┌─ Data to process
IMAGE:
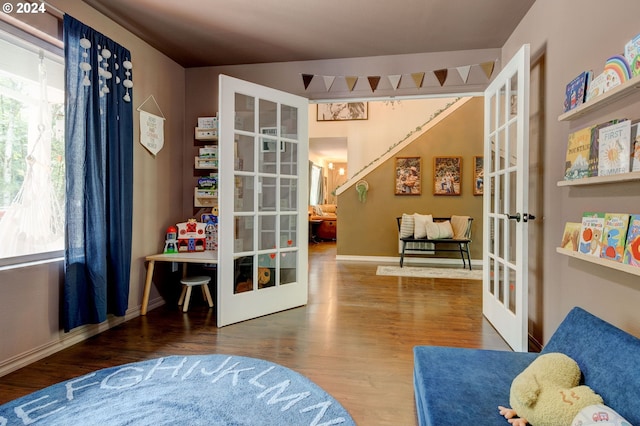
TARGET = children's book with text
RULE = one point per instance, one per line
└─
┌─ Data to process
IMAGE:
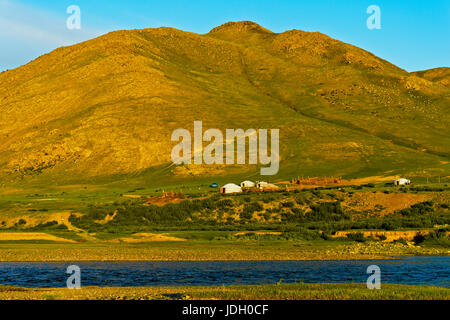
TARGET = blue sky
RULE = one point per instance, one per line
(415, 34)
└─
Go through the records. Copy each line where "TARGET" appears.

TARGET = children's book with text
TARGET = blue sky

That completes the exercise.